:: Using the information ::
1 > From the mobile advertising article, repeat word for word the stretch from "But brands need" through "acquire new customers.".
2 > Carry on the article about mobile advertising from the point where it stops.

:: Text shown ::
Meet, Greet and Keep: How Mobile Can Help Brands...

Our mobile devices give us more than just a way to call or text friends and family: Today, they are our maps, books, radios, and miniature shopping malls. We turn to them for news, entertainment and answers. And from dawn till dusk, we keep them at our sides like our most faithful companions.

So it’s no wonder mobile devices have become integral to an advertiser’s ability to reach their ideal audiences at every stage of the sales funnel. Here’s how brands can employ effective mobile advertising strategies to acquire, engage and retain customers.

Win Over New Customers

One of the best ways for advertisers to identify new audiences is to see where they shop. But without access to a competitor’s first-party purchase data or information about their website traffic, how can advertisers find this out?

Mobile devices provide the answer. By revealing where consumers go, mobile location data can tell brands which consumers spend their time browsing similar products at a competitor’s store. Let’s say Target wants to reach out to consumers who usually shop at Walmart. They can use location data to identify—then target—those who frequently visit the competitor yet still live near a Target store.

But brands need to be careful before jumping to conclusions about consumers. Real-time location data provides important insights, but they can be strengthened when paired with historical location data.

For example, just because someone visits a high-end boutique like Chanel, it doesn’t mean that person has the budget to shop there—they could just be browsing. How can an upscale fashion brand find out which of those Chanel visitors are actually potential shoppers? Here, historical location data can help. It can reveal, for instance, which of those visitors go to private airports a few times a month or regularly visit Giorgio Armani or Versace stores. Chances are, these consumers will be a better bet for the fashion brand seeking to acquire new customers.

Keep Them Interested

What’s the first thing you do when you wake up in the morning? For most of us, it’s look at our phones to turn off our alarms before checking the weather and scrolling through our Twitter feeds. And throughout the day, we continue to stare down into the faces of our mobile devices: checking the news on the train, sending an email between meetings, or watching videos from our living room sofas.

:: Stored data entries ::

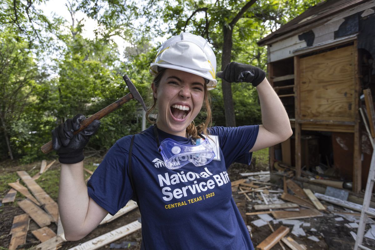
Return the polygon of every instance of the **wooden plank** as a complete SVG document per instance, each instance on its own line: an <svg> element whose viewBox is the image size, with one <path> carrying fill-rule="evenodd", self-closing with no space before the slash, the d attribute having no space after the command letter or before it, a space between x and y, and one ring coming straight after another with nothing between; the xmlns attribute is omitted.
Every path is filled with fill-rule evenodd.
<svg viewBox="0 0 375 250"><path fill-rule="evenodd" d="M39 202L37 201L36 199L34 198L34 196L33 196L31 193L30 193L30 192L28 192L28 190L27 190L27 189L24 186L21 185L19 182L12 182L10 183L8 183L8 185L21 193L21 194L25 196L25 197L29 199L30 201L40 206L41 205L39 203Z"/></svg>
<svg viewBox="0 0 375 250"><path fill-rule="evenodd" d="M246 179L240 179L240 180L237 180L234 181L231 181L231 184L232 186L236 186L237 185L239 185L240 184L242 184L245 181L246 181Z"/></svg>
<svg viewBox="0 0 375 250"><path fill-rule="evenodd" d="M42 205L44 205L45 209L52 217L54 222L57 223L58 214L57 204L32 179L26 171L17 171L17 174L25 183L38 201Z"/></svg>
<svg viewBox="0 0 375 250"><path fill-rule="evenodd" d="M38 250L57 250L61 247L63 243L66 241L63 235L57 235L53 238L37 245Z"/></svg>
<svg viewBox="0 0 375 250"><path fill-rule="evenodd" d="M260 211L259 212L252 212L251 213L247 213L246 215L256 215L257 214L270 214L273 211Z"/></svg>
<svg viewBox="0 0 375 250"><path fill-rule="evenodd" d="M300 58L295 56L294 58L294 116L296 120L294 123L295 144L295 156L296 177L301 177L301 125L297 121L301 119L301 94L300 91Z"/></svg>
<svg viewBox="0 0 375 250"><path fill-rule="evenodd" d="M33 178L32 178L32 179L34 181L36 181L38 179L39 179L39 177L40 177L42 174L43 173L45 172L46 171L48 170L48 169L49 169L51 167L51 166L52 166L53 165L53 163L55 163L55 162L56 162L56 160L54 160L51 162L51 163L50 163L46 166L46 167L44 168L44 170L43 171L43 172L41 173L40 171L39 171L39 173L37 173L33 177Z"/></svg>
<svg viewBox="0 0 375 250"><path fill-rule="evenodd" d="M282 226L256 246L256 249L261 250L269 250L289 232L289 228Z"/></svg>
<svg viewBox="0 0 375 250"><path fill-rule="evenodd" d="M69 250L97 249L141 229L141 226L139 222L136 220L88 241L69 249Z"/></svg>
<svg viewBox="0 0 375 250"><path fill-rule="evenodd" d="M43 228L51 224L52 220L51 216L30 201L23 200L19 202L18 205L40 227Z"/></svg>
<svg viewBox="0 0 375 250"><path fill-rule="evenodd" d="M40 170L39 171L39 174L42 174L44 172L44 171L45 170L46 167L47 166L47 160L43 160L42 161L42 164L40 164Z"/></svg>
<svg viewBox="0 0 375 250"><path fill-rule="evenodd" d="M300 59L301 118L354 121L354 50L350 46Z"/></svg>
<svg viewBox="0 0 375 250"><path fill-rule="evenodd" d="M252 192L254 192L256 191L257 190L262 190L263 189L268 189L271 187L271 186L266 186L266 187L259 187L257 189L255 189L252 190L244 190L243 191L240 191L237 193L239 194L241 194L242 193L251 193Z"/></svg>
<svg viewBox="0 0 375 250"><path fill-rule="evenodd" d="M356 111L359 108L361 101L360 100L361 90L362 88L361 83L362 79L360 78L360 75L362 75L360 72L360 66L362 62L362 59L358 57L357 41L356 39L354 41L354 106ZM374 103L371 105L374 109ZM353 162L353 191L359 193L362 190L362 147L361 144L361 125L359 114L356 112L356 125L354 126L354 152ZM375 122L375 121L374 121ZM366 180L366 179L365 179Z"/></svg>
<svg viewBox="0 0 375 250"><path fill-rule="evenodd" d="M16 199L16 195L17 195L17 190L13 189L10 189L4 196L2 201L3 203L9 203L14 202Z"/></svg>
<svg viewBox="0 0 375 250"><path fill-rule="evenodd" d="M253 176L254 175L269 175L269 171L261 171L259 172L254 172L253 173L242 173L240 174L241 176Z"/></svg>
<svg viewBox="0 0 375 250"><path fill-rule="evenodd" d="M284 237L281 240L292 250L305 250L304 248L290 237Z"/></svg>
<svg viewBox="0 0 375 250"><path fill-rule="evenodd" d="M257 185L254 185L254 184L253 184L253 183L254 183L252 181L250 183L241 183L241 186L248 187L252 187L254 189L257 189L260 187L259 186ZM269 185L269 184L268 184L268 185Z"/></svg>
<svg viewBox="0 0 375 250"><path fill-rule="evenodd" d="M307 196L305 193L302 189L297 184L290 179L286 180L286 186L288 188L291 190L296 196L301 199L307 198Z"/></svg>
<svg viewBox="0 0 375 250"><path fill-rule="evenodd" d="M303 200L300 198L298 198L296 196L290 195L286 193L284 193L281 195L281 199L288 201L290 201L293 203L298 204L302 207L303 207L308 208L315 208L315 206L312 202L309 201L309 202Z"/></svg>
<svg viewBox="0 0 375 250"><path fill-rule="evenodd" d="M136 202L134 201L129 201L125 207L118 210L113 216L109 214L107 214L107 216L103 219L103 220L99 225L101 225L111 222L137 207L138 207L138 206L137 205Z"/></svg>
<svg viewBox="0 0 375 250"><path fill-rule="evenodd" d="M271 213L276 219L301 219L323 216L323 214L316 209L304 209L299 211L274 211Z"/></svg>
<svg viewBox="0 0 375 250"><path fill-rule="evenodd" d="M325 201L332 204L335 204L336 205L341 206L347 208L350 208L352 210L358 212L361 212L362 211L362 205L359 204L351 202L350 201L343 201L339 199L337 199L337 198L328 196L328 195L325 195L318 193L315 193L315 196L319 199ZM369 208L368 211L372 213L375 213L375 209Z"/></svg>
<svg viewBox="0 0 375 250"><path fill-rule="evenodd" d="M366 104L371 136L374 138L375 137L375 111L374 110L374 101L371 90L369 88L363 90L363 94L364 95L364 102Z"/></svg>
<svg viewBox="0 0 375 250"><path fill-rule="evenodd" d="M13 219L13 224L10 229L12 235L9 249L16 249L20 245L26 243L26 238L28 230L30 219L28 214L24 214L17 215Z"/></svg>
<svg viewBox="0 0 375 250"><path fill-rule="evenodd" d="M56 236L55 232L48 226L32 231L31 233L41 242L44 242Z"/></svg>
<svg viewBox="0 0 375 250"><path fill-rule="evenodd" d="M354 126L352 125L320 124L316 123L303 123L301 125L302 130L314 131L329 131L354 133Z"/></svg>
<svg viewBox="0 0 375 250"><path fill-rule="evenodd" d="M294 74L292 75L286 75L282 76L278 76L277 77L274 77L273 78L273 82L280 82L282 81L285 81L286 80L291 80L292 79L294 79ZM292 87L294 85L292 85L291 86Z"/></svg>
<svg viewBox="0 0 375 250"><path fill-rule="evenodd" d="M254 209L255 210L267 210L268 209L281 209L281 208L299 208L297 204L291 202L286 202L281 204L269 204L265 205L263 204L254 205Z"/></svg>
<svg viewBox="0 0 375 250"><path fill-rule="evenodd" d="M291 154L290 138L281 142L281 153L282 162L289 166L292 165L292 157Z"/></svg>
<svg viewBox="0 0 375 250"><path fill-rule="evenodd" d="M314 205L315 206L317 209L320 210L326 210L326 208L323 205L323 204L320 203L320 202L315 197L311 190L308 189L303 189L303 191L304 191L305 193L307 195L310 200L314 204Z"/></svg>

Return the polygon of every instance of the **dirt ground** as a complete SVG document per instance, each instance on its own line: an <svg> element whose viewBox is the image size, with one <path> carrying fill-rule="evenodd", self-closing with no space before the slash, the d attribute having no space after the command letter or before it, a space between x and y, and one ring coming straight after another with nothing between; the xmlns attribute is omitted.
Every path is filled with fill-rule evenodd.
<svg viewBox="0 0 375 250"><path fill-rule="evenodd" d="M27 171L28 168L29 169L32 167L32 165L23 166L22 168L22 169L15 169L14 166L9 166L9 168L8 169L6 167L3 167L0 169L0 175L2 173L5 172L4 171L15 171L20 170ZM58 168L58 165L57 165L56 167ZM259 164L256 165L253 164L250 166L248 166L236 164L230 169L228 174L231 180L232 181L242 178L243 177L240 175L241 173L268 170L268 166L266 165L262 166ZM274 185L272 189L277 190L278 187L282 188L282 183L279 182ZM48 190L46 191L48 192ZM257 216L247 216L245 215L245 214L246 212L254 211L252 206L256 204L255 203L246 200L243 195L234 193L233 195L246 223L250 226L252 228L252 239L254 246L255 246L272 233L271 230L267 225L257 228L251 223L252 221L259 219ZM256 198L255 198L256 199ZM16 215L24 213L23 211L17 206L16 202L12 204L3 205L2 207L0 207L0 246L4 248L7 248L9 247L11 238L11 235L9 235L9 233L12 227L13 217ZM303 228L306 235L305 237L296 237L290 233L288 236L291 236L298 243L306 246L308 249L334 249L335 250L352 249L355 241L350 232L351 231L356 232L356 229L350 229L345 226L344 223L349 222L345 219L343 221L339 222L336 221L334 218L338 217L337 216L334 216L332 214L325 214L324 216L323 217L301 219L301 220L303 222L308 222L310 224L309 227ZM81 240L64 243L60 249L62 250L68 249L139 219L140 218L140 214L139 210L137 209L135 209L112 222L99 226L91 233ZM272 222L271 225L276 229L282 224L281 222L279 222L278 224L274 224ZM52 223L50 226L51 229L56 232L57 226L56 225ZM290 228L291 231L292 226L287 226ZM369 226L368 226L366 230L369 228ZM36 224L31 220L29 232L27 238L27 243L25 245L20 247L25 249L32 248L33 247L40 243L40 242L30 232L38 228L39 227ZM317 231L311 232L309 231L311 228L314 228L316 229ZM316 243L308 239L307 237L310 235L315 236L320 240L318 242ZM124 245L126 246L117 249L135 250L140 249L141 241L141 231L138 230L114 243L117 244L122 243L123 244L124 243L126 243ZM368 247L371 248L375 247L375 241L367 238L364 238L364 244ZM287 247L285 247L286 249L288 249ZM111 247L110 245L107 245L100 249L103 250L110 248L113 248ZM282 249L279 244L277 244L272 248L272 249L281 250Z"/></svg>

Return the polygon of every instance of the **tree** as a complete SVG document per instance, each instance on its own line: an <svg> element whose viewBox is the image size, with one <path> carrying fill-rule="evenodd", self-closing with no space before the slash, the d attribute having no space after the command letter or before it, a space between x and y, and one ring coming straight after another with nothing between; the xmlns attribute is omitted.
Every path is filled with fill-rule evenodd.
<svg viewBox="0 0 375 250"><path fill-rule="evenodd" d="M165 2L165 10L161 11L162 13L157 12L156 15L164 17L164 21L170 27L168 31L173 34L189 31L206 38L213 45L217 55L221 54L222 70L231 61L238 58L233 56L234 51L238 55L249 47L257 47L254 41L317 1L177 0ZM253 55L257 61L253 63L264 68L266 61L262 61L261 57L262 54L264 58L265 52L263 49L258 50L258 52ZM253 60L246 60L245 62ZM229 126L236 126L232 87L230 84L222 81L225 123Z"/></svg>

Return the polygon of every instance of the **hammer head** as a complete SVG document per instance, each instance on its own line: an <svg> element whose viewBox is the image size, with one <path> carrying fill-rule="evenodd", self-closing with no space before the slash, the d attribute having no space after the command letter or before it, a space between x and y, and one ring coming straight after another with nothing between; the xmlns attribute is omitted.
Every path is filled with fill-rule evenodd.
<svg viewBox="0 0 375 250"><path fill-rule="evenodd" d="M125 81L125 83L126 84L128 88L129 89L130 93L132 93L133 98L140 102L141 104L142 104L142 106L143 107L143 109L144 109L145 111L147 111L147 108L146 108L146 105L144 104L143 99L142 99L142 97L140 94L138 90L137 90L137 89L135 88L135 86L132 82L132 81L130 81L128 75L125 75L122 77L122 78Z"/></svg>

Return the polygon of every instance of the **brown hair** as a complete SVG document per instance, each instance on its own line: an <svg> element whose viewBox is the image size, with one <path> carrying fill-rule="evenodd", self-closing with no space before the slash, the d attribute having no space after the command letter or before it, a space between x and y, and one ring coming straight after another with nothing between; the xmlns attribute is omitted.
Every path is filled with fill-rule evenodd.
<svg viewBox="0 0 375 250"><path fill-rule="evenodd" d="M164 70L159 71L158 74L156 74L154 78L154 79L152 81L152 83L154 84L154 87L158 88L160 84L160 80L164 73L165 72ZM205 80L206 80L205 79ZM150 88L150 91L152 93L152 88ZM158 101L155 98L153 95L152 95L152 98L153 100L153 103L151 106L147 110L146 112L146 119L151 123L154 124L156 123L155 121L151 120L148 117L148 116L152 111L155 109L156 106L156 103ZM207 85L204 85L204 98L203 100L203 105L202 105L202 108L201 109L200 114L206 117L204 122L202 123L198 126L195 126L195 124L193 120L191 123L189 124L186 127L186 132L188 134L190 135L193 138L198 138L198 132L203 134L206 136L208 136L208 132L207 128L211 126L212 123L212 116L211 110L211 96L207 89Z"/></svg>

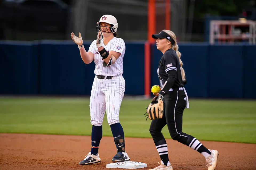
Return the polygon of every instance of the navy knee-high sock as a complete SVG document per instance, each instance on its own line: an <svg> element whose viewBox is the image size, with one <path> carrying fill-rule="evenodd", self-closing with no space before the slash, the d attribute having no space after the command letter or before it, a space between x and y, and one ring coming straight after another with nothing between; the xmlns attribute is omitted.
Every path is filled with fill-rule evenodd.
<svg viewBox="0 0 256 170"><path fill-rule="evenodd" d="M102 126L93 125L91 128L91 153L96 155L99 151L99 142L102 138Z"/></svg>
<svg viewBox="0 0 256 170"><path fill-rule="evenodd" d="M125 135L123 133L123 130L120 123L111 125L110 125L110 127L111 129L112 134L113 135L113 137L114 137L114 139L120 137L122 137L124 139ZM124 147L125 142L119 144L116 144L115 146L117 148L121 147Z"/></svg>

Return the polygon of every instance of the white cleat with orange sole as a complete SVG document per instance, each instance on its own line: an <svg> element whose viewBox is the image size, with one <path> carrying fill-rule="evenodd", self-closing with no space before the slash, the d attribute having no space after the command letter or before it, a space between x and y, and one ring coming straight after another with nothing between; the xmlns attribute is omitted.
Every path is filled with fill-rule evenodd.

:: Results of the exercise ::
1 >
But brands need to be careful before jumping to conclusions about consumers. Real-time location data provides important insights, but they can be strengthened when paired with historical location data.

For example, just because someone visits a high-end boutique like Chanel, it doesn’t mean that person has the budget to shop there—they could just be browsing. How can an upscale fashion brand find out which of those Chanel visitors are actually potential shoppers? Here, historical location data can help. It can reveal, for instance, which of those visitors go to private airports a few times a month or regularly visit Giorgio Armani or Versace stores. Chances are, these consumers will be a better bet for the fashion brand seeking to acquire new customers.

2 >
In order to engage consumers on the devices we use day in and day out, advertisers will need to serve ads that make sense for the consumer depending on where they are during the day. To do this, advertisers must first ask the question: What do consumers want to see on their mobile devices and when? Consumers spend a third of their time online watching videos, for instance, but they aren’t going to watch a 30-second video ad while walking down the street.

To boost engagement, brands can use knowledge about a consumer’s historical and real-time whereabouts to reach out at the time and place that will produce the greatest level of engagement. To effectively grab the attention of a consumer that’s out and about, a banner ad may work best. Later that evening, when the consumer is at home using a tablet or laptop, a longer video on a larger screen may work well.

Inspire Loyalty

How can brands make sure they retain the new and existing customers they’ve worked so hard to gain? They must first recognize and show appreciation for their most loyal customers.

Most advertisers identify loyal customers by looking at newsletter subscriptions and online purchase histories, but they may be missing other valuable customers who prefer to shop in stores. By identifying devices that frequently visit a brand’s store location, advertisers can make sure they are recognizing—and thanking—all their biggest fans. When an existing customer comes into a store a certain number of times, for example, advertisers can deliver a thank-you message—perhaps offering the loyal customer a generous coupon to redeem in-store.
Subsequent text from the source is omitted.